## GOAL OF THE EXERCISE
Extract and copy every line in the listing below that contains the string "grass". Matching is case-sensitive.

Pointing dataset listing:
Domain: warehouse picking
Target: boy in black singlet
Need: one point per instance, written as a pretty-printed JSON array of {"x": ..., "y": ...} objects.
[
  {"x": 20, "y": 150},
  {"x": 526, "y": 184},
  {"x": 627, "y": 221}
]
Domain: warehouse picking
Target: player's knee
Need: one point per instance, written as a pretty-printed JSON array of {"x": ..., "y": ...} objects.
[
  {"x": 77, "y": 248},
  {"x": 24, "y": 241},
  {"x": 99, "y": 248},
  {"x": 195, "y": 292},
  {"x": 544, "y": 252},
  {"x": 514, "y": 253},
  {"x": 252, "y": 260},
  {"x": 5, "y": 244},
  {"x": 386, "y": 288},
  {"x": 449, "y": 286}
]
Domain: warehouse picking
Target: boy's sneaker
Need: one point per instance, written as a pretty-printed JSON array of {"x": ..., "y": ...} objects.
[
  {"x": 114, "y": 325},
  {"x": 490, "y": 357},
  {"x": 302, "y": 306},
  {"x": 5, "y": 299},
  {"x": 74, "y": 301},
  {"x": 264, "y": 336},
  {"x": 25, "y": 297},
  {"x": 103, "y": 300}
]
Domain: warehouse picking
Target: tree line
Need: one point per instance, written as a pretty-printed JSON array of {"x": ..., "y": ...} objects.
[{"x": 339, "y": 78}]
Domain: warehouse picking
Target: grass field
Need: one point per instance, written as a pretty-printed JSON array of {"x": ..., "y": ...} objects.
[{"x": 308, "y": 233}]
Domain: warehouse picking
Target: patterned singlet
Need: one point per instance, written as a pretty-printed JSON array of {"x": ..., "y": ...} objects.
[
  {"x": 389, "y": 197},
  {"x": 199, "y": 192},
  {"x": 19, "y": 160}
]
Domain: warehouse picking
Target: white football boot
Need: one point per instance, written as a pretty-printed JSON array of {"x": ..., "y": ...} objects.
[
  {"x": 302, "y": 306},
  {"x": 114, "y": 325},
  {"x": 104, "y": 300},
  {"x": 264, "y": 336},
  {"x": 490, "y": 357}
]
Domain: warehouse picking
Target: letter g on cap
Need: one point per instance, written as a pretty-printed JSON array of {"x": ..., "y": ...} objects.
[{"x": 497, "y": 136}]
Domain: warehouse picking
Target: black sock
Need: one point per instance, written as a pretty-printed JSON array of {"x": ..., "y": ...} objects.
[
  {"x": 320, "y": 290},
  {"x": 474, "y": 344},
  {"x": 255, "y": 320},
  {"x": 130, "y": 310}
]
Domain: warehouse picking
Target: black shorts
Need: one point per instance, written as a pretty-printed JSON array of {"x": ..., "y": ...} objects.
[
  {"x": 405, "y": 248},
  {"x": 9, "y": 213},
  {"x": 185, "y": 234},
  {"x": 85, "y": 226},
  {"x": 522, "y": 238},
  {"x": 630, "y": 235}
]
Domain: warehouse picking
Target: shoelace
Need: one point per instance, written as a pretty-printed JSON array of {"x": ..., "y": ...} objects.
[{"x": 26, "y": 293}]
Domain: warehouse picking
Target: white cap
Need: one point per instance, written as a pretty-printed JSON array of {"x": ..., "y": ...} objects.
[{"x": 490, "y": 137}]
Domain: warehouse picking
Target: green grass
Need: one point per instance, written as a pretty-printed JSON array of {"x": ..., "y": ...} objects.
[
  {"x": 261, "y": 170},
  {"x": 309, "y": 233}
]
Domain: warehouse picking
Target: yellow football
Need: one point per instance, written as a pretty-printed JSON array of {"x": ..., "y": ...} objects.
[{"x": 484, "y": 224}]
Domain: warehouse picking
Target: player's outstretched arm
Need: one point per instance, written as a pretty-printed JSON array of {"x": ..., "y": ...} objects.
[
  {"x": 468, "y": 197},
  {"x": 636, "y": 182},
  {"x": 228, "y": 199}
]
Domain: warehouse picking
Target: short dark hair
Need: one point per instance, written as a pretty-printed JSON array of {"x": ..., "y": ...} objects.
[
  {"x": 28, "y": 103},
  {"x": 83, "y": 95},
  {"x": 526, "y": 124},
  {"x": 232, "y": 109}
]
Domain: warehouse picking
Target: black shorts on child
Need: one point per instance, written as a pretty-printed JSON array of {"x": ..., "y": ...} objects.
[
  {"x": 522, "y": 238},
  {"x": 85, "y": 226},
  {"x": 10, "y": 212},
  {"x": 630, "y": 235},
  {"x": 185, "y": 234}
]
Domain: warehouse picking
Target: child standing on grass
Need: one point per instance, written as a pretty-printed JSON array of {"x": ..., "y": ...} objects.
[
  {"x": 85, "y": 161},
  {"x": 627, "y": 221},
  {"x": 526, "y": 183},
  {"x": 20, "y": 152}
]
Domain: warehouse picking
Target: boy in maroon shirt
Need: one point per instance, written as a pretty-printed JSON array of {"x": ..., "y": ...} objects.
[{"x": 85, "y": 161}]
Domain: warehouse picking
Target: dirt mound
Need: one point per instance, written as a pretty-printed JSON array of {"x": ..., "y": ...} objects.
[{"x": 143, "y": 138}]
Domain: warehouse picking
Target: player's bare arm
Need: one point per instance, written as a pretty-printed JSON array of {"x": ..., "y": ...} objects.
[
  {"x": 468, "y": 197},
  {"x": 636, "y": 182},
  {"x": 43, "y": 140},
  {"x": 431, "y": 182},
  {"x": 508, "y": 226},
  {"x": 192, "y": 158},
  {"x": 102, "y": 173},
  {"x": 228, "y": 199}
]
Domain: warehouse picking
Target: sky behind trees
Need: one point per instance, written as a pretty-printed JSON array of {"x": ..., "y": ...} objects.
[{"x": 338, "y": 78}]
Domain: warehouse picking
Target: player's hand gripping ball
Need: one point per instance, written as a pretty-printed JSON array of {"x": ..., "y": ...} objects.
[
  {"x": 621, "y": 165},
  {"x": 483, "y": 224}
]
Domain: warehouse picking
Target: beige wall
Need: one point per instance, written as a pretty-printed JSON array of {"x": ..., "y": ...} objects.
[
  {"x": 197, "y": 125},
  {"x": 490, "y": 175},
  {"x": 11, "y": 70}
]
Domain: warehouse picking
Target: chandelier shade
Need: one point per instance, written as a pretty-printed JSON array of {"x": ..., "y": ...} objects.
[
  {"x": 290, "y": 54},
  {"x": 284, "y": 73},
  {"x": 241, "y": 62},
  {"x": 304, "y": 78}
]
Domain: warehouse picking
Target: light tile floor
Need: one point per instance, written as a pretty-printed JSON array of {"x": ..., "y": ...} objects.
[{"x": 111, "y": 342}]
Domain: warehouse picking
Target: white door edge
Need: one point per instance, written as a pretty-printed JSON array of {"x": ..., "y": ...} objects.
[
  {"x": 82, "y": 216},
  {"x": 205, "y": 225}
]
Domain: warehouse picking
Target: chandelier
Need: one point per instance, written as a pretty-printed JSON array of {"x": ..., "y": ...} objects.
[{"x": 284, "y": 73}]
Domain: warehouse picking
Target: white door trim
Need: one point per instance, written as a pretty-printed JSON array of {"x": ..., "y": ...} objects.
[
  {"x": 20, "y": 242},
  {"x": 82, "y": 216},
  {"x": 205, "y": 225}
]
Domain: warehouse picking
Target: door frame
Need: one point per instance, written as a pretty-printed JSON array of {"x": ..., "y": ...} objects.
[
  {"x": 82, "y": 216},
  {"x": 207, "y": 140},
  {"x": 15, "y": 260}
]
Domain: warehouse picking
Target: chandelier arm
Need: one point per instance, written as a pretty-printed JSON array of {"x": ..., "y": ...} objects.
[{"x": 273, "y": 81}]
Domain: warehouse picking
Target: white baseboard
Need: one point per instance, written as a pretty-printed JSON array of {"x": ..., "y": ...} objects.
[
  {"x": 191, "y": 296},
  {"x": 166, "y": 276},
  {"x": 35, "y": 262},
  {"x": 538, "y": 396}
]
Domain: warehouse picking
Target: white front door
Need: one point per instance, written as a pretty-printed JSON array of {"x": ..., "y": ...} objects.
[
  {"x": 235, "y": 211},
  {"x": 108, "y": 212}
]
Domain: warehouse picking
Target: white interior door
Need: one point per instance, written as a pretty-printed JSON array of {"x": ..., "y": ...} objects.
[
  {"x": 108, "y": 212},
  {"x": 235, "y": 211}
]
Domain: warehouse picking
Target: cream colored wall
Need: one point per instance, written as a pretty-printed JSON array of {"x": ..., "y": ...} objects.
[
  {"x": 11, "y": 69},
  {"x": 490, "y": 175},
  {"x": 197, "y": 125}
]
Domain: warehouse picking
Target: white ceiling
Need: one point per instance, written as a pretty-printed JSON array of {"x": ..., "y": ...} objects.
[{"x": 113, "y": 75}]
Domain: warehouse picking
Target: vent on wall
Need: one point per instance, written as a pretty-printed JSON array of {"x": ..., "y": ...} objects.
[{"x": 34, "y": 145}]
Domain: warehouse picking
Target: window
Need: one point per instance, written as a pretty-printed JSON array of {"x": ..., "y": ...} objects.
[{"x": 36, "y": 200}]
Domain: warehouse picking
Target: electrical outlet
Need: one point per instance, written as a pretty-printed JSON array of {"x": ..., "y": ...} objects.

## RESPONSE FOR THIS EXERCISE
Target: grass field
Target: green grass
Target: child standing on grass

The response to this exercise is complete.